--- Information given Enclosed Below ---
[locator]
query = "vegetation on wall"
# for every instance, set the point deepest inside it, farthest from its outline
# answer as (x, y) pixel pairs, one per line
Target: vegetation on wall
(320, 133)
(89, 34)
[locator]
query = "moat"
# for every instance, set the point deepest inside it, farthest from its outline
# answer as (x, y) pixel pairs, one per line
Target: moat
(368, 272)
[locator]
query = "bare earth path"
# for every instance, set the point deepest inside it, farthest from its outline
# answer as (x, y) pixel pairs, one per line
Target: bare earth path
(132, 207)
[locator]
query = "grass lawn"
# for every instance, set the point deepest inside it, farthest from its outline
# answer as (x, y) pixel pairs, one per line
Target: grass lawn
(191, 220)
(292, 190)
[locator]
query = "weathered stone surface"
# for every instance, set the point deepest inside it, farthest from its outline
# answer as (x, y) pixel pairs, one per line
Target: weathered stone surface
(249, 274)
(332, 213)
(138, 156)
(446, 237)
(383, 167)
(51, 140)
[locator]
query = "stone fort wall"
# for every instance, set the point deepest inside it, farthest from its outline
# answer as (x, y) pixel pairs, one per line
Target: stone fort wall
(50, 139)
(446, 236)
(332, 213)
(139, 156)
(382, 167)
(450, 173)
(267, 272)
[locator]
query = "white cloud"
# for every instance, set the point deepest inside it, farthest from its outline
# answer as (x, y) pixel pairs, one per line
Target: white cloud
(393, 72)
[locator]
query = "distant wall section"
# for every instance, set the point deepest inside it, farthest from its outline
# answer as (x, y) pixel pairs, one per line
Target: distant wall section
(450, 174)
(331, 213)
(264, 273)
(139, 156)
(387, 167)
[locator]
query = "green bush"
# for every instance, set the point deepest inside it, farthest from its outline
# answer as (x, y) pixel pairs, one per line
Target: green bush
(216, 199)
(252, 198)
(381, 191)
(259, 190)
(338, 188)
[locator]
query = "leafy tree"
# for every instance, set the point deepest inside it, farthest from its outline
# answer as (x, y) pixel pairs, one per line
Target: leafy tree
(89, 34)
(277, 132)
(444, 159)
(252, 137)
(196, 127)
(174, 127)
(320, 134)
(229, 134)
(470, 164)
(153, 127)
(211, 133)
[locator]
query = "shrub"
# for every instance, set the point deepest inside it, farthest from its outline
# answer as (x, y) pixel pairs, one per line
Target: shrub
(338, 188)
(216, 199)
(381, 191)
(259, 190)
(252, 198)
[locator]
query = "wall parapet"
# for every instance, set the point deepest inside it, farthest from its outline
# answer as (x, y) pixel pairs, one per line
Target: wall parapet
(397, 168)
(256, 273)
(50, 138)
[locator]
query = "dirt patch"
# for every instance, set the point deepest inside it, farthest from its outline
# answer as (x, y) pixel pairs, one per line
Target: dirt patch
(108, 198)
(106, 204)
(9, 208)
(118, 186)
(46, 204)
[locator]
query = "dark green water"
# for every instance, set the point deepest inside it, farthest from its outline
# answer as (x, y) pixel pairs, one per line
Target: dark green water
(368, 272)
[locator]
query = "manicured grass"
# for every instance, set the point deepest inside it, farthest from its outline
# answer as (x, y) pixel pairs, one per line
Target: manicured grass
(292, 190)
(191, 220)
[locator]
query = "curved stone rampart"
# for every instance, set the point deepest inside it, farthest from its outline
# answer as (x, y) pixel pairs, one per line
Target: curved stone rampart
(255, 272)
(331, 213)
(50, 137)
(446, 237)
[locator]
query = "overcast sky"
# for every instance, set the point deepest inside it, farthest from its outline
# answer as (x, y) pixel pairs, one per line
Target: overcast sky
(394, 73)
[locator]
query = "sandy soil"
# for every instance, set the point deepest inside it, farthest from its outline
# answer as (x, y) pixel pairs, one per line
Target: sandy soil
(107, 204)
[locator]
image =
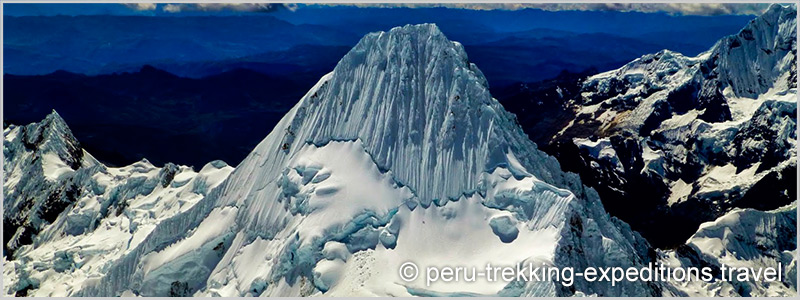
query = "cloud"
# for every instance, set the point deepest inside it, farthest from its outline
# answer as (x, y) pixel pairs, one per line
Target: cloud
(705, 9)
(239, 7)
(141, 6)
--- End of Enclosed Information given ---
Exercise aim:
Would you copy out every entry above word for word, without the pictures?

Response area:
[locator]
query = "vegetation on wall"
# for every instance, set the point deepest inside it, farthest from its outline
# answer as (x, y) pixel pairs, one per line
Target: vegetation on wall
(320, 133)
(89, 34)
[locator]
query = "moat"
# for every instance, set the point deepest inside it, farthest from its outline
# answer as (x, y) pixel pairs, one per line
Target: moat
(368, 272)
[locator]
query = "bare earth path"
# for every instance, set the point deepest inside it, farthest from its outline
# answer as (x, y) pixel pairs, one per line
Target: bare earth path
(132, 207)
[locator]
query = "grass lawn"
# for every instance, set the point deepest inside it, farthest from its outline
# answer as (x, y) pixel pairs, one per line
Target: grass lawn
(191, 220)
(292, 190)
[locator]
query = "weathered stone surface"
# for every instance, set the point deepest inside it, farthest from its outline
# answer as (x, y) pixel pairs, one per line
Target: weathered stone surface
(249, 274)
(332, 213)
(138, 156)
(446, 237)
(383, 167)
(51, 140)
[locator]
query = "stone fort wall"
# for every instance, set the point deepest inside it, farthest from its outline
# answer as (x, y) pixel pairs, one per line
Target: stone fort wall
(50, 139)
(446, 236)
(332, 213)
(139, 156)
(382, 167)
(450, 173)
(267, 272)
[locator]
query = "white cloud"
# for every instance, set the point deepest inside it, farthest from its outline
# answer as (x, y) pixel pairs, one per line
Target: white cloud
(393, 72)
[locator]
query = "distant wall section"
# for every instance, set the point deepest inside it, farthest from its outline
# answer as (x, y) pixel pairs, one per line
Target: distant wall section
(450, 174)
(331, 213)
(264, 273)
(139, 156)
(387, 167)
[locator]
query = "green bush"
# for every instance, set the point deepest inside it, farthest from its outline
# answer as (x, y) pixel pairs, one per line
Target: green bush
(216, 199)
(252, 198)
(381, 191)
(259, 190)
(338, 188)
[locator]
query = "leafy tree"
# for every instance, set the point deepest inside it, farthest from its outline
# answer as (x, y) pixel pairs, one per line
Target: leafy tree
(89, 34)
(277, 132)
(444, 159)
(252, 137)
(196, 127)
(174, 127)
(320, 134)
(229, 134)
(470, 164)
(153, 127)
(211, 133)
[locator]
query = "shrub"
# for every instance, set the point deepest inside it, farthest from its outline
# answer as (x, y) pixel pairs, one per line
Target: shrub
(338, 188)
(216, 199)
(381, 191)
(259, 190)
(252, 198)
[locator]
query = "wall parapet"
# for every instance, set the point deepest inside it, farthest from its outline
# answer as (x, y) pixel pairs, one per line
Target: wall parapet
(397, 168)
(256, 273)
(50, 138)
[locator]
query = "dirt patch"
# for every instance, set the point deepest inside it, farthest from its outline
# answer as (x, y) pixel pairs, one per line
Target: dirt patch
(108, 198)
(106, 204)
(9, 208)
(118, 186)
(46, 204)
[locator]
query = "dark green water"
# for every instance, set the point deepest inside it, farthest from its outline
# answer as (x, y) pixel pairs, one per line
Target: dark green water
(368, 272)
[locator]
query = "manicured grass"
# for every instance, set the point deepest inside it, farthest from its outline
# answer as (x, y) pixel pairs, one per line
Target: manicured grass
(292, 190)
(191, 220)
[locator]
query = "curved stone rampart"
# for every instance, set the point deepest inside it, farthest from its outline
# answer as (x, y) pixel pairs, one per line
Target: curved stone rampart
(255, 272)
(331, 213)
(50, 137)
(446, 237)
[locator]
query = "overcast sky"
# for every instance, set the point deepest inside it, farthest from its outline
# answer as (x, y) pixel pairs, one per line
Target: overcast sky
(394, 73)
[locator]
query = "sandy soil"
# for every instance, set the point deepest inside it, farthest from its outline
# answer as (x, y) pixel pairs, one per line
Target: sandy soil
(107, 204)
[locator]
image =
query = "cloud"
# for every instance, set the point deepest inside it, farthest from its outline
# answer as (x, y) pixel pairs, one per line
Target: cloud
(705, 9)
(239, 7)
(141, 6)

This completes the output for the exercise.